What to work on:
A - According to the text section, in what year did the writer go back to school to get an MFA in creative writing?
B - Write out the text section between "Well, the truth" and "was a challenge.", inclusive, substituting "let go" for "laid off".

** Text section follows **

Well, the truth is the first iteration of this book started as a school project. I went back to school to get an MFA in creative writing in 2014. My first YA novel, Fake ID, had just been published, I’d mostly finished a second novel (Endangered), and I’d just been laid off from my day job. I wanted to pursue the degree to sharpen my writing skills since writing had become my primary source of income. But coming into a writing program as one of the students (if not the only student) with published work made me incredibly self-conscious. I felt a need to do something different than the work that was already in bookstores, so I angled toward contemporary. And yes, it was a challenge.

** End of Text section **
** Listed entries follows **

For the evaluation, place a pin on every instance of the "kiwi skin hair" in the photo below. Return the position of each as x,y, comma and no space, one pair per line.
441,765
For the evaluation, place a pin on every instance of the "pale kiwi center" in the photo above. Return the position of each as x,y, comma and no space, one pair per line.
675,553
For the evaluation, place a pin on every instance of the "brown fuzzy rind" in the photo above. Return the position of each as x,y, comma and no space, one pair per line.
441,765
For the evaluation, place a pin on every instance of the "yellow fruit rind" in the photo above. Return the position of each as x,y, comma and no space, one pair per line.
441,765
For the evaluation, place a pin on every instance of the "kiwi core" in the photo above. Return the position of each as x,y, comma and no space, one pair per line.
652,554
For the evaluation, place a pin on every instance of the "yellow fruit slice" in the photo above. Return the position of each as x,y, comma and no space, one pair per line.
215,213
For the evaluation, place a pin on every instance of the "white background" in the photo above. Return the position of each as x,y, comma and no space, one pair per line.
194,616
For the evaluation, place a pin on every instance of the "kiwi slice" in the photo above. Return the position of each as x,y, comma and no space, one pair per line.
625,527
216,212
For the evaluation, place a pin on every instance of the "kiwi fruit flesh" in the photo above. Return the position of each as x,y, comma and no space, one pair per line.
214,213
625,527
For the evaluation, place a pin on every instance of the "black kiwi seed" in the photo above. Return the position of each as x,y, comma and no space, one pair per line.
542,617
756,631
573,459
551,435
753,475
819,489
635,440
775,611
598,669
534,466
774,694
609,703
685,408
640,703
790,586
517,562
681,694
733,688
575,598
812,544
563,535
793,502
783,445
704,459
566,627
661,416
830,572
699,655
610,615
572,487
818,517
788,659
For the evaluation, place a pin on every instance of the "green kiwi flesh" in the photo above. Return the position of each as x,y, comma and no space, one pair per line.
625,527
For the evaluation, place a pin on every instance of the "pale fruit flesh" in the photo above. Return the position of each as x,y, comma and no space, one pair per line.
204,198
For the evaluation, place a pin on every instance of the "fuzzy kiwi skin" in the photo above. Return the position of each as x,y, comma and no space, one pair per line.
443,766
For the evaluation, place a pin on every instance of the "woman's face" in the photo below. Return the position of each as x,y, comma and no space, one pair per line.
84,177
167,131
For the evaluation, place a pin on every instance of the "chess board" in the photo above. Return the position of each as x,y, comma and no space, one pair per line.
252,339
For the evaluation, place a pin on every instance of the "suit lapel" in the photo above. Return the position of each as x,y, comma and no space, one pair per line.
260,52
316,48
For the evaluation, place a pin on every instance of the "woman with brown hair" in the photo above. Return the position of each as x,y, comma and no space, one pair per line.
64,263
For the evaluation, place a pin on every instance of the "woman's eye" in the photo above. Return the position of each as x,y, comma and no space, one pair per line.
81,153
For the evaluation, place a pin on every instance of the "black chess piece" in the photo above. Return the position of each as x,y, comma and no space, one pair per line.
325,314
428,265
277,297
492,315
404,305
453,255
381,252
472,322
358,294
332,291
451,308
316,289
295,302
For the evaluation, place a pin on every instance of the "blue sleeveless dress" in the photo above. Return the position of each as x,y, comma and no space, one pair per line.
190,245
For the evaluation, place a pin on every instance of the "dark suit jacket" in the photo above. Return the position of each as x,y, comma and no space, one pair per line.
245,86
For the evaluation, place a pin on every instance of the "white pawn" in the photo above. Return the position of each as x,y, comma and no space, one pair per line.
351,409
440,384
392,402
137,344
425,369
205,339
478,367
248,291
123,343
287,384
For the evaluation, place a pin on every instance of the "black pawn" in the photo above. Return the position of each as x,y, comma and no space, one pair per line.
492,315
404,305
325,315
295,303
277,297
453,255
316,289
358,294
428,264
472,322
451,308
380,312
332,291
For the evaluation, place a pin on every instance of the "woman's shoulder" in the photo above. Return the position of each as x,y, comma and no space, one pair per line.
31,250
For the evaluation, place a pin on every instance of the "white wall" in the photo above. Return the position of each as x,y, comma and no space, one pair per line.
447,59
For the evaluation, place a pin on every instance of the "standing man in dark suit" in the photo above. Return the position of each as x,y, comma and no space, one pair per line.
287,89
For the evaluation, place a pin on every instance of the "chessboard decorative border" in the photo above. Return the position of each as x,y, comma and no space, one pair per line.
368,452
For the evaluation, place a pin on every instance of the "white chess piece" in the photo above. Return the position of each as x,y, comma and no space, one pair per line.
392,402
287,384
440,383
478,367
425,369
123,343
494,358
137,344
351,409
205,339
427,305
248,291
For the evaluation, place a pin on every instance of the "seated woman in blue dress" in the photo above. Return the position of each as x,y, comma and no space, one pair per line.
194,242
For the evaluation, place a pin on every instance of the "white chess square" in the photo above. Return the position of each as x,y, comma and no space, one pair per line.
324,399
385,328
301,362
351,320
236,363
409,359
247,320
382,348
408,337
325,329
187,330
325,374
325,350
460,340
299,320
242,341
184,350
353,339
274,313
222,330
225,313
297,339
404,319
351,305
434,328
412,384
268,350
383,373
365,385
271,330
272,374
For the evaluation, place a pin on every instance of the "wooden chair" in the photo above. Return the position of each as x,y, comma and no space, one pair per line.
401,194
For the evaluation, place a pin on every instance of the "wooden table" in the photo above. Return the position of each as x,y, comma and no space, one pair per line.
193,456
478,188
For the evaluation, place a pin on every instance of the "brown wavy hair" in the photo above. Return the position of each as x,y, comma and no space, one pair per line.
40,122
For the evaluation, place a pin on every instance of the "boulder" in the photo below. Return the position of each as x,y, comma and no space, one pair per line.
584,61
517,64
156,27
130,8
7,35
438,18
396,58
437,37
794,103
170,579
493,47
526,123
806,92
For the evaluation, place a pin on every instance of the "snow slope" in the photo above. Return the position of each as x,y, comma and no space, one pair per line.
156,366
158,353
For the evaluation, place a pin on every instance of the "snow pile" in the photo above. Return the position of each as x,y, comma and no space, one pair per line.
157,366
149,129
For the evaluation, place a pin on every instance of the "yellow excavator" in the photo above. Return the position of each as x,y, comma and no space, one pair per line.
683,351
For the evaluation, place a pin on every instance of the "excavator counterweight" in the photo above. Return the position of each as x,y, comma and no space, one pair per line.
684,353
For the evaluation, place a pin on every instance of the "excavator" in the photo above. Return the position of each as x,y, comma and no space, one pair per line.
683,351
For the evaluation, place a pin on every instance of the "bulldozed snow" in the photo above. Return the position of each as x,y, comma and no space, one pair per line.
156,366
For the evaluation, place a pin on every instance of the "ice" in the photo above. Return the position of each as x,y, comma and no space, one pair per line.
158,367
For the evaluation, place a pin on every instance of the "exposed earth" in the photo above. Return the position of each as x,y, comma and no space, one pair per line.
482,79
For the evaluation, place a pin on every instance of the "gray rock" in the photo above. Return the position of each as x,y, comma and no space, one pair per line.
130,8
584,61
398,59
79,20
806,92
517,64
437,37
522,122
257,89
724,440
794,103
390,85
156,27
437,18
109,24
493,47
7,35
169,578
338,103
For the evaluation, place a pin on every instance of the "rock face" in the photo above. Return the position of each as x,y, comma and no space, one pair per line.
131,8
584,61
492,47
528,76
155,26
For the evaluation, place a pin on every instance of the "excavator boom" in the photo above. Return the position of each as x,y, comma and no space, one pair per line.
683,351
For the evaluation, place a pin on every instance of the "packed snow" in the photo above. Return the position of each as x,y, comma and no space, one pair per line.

** End of Listed entries **
** Listed entries follows **

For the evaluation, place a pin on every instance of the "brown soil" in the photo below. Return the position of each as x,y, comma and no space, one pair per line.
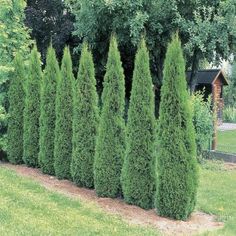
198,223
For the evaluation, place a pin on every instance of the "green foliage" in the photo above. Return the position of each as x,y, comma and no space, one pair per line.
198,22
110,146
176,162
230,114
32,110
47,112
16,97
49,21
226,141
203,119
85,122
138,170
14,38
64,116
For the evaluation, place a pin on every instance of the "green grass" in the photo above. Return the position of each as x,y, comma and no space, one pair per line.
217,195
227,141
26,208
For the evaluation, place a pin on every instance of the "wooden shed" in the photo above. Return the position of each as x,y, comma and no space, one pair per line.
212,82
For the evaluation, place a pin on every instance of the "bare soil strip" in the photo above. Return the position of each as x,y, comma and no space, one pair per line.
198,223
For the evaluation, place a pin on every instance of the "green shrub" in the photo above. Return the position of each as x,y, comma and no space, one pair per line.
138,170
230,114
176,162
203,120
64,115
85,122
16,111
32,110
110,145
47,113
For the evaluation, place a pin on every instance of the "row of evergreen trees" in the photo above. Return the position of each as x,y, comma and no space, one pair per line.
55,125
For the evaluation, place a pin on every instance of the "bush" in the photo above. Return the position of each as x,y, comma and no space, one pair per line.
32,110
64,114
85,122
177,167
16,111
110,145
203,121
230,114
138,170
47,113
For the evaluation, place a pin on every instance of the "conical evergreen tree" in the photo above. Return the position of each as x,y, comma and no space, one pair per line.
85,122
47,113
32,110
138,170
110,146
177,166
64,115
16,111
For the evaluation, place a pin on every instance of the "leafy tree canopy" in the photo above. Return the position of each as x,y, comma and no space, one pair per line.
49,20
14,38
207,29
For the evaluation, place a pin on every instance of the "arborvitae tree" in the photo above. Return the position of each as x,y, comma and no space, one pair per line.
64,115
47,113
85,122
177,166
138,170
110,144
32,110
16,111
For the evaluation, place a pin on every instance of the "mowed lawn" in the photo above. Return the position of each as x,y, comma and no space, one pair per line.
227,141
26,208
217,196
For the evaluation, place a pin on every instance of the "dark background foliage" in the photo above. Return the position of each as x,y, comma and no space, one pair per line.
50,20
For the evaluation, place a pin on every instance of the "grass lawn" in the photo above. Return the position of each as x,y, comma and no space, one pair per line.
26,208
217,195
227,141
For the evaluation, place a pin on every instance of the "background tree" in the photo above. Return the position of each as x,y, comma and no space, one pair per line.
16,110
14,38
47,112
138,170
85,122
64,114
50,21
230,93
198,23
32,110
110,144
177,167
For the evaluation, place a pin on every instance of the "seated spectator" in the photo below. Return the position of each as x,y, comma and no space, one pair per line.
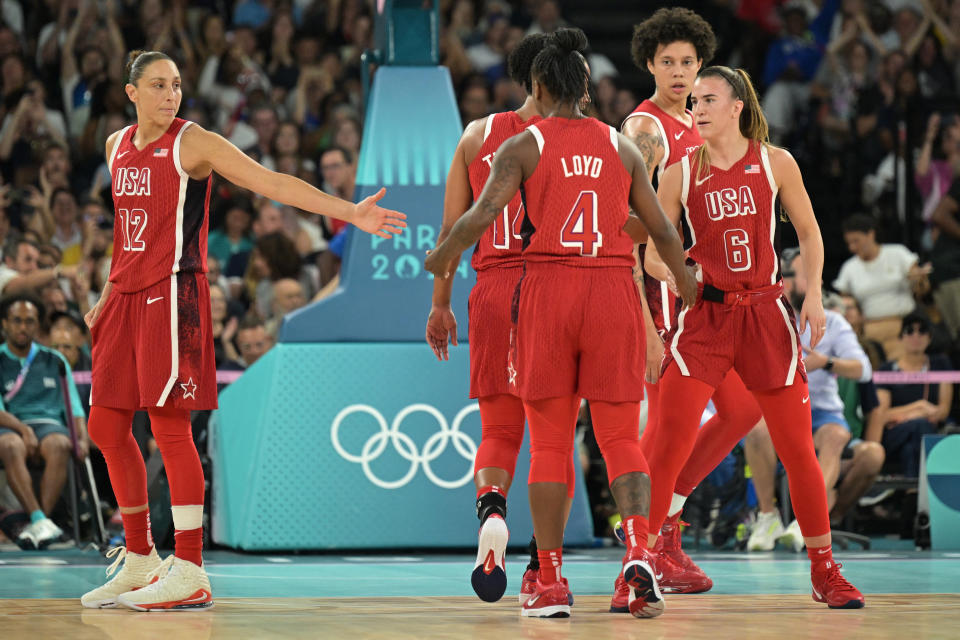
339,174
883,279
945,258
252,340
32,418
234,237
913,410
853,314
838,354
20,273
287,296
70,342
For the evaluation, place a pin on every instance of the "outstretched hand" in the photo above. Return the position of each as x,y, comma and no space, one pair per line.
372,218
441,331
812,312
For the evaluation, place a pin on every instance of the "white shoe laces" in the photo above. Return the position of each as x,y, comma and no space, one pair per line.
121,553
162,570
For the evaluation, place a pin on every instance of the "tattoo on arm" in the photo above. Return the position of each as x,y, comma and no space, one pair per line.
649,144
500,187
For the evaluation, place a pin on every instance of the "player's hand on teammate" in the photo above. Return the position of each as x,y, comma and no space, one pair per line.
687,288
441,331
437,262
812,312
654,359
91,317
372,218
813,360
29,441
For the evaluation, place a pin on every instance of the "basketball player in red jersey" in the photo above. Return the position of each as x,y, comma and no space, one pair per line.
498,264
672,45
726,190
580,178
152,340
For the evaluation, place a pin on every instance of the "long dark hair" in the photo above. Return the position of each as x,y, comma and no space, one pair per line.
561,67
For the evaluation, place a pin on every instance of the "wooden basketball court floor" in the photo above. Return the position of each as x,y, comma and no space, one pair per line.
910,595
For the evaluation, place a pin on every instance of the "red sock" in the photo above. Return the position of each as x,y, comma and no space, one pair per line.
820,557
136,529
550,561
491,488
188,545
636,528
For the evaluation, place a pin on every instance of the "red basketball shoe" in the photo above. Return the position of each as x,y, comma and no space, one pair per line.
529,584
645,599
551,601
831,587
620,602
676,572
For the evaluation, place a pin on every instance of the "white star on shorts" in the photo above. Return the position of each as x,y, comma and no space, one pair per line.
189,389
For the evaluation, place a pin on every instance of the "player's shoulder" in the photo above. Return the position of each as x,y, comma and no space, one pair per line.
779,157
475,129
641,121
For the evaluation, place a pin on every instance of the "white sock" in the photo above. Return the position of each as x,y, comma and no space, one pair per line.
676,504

** End of Listed entries **

Answers to the exercise:
A - 2014

B -
Well, the truth is the first iteration of this book started as a school project. I went back to school to get an MFA in creative writing in 2014. My first YA novel, Fake ID, had just been published, I’d mostly finished a second novel (Endangered), and I’d just been let go from my day job. I wanted to pursue the degree to sharpen my writing skills since writing had become my primary source of income. But coming into a writing program as one of the students (if not the only student) with published work made me incredibly self-conscious. I felt a need to do something different than the work that was already in bookstores, so I angled toward contemporary. And yes, it was a challenge.